There are six points of view in this novel:
Bremer dan Gorst
Corporal Tunney
Finree dan Brock
Cunden Craw
Prince Calder
Red Beck

Bremer dan Gorst's POV is depressing and nearly painful to read. Ever talked with a depressed person? How they continually harp on the three reasons their life sucks and they want to die? Welcome to Bremer's POV. He has no character arc. Zero. He spends his entire portion of the story whining about how he was banished from his post as the king's bodyguard unjustly, and how badly he wants to sleep with Finree. That's it. He has some splendid action sequences, but he really has no purpose in the story.

Corporal Tunney also has no character arc. He begins the story as a lazy, shirking soldier in the union army, and ends it in exactly the same manner. During the course of his story he proceeds to sit on his rear end in a bog for 75% of the novel and berate his underlings. He also really has no purpose in the story.

Finree dan Brock has no character arc. Well perhaps that is unfair. She has a period shortly after she's captured where she acts differently, but soon rebounds to her scheming ambitious ways, ending the tale in exactly the same mindset as she began it in. Literally, the text is pretty much a repeat of her thoughts from her first chapter. Except for getting captured by Black Dow and used to carry a peace offer to her father, Lord Marshal Kroy, she serves no real purpose.

Cunden Craw is a poor replacement for Logen. He does have something of a character arc, at least, though like Finree, he swings back to his old ways in his final chapter. He makes for somewhat interesting reading, but his increasing cowardice and endless stream of complaints about how miserable the times are gets old.

Prince Calder is one of the only two characters that actually have a real, honest to goodness character arc. Calder, elevated from a supporting cast member in _The First Law_ to a POV character in this novel shows his transition from complete and utter coward to growing the beginnings of a spine.

Red Beck is sort of the morality thread going through the whole tale, about how terrible war truly is. Straight off his farm, he joins up in a Named Man's dozen to earn his own name, and discovers that he is an inveterate coward. He hides in a cupboard, kills one of his friends, and gets credit for the four men his friend killed. Gets his name, and more or less spends the rest of the story doing nothing but moping about and finally goes back to his farm, having discovered that war is not for him. Again, an honest to goodness character arc, despite the fact that I loathe the character.

I'll make a side note in here for a non-POV character, 'Cracknut' Whirrun of Bligh. If I were forced to pick a favorite character in this book, it would without a doubt be Whirrun. I'm sure this partly stems from the fact that he's clearly nuts, which makes him more entertaining, and he serves as the comic relief in a lot of scenes. However he was the only character I actually gave a damn about when he died.

Abercrombie has completely and utterly nailed one of the tenets of war, which is that it's 99% boredom and 1% sheer terror. Unfortunately this makes for less than stellar reading. Coupled with his typecasting of every union soldier as either lazy, stupid, incompetent, glory-mad, or some horrific combination of the four; and his repeated typecasting of all the northmen as secret cowards or insane, the book was utter crap compared to his previous works.

I'm not saying that people march into battle without fear. I'm a soldier myself. I know better than that, even if the standards of battle have changed drastically from what is being written here. But constantly harping on that fact in over half of your POV characters is excessive.

● ● ● ● ● ● ●

> [EXERCISES TO COMPLETE]:
A - Can you restate the part of the review that opens with "I'm not saying" and closes with "characters is excessive.", changing "soldier" to "veteran"?
B - Which characters does the review name as the novel's point-of-view characters?
C - In the review, where does Red Beck hide?

> [PROVIDED MATERIAL]:
● ● ● ● ● ● ●

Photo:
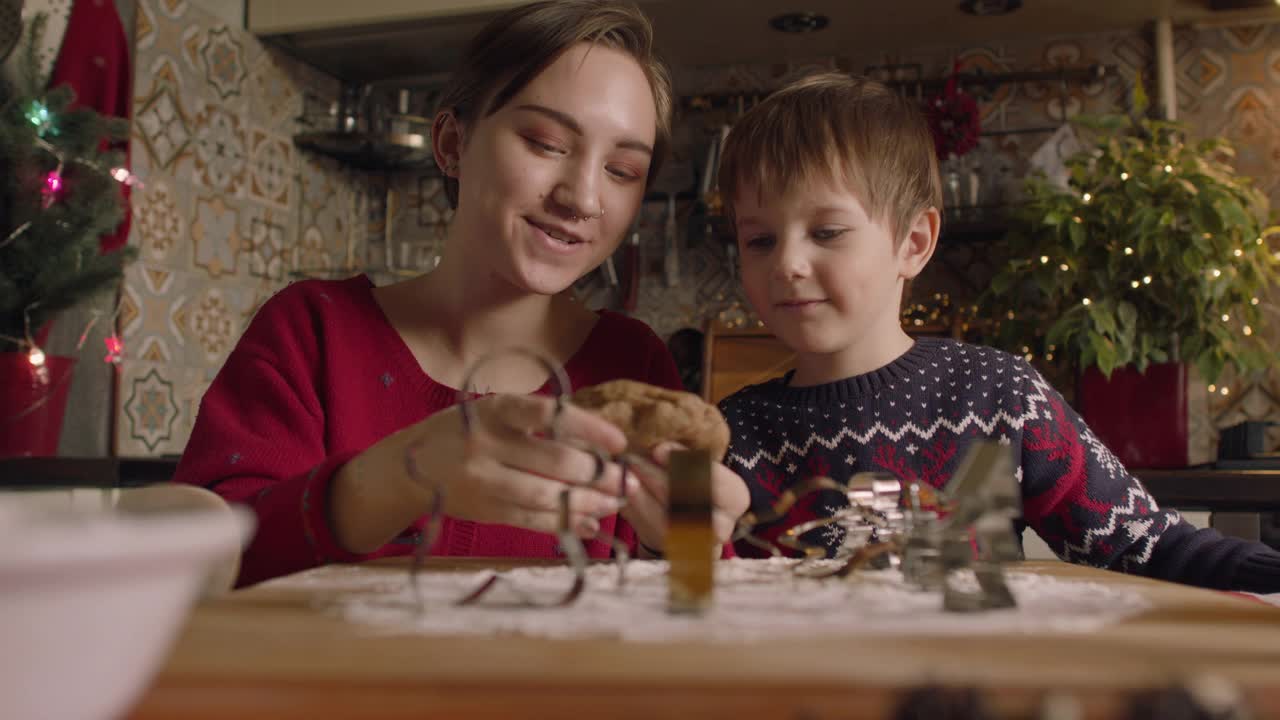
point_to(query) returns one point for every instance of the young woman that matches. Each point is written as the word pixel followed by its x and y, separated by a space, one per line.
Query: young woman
pixel 548 135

● ● ● ● ● ● ●

> [PER-TASK ANSWERS]:
A -
I'm not saying that people march into battle without fear. I'm a veteran myself. I know better than that, even if the standards of battle have changed drastically from what is being written here. But constantly harping on that fact in over half of your POV characters is excessive.

B - Bremer dan Gorst, Corporal Tunney, Finree dan Brock, Cunden Craw, Prince Calder, Red Beck

C - In a cupboard.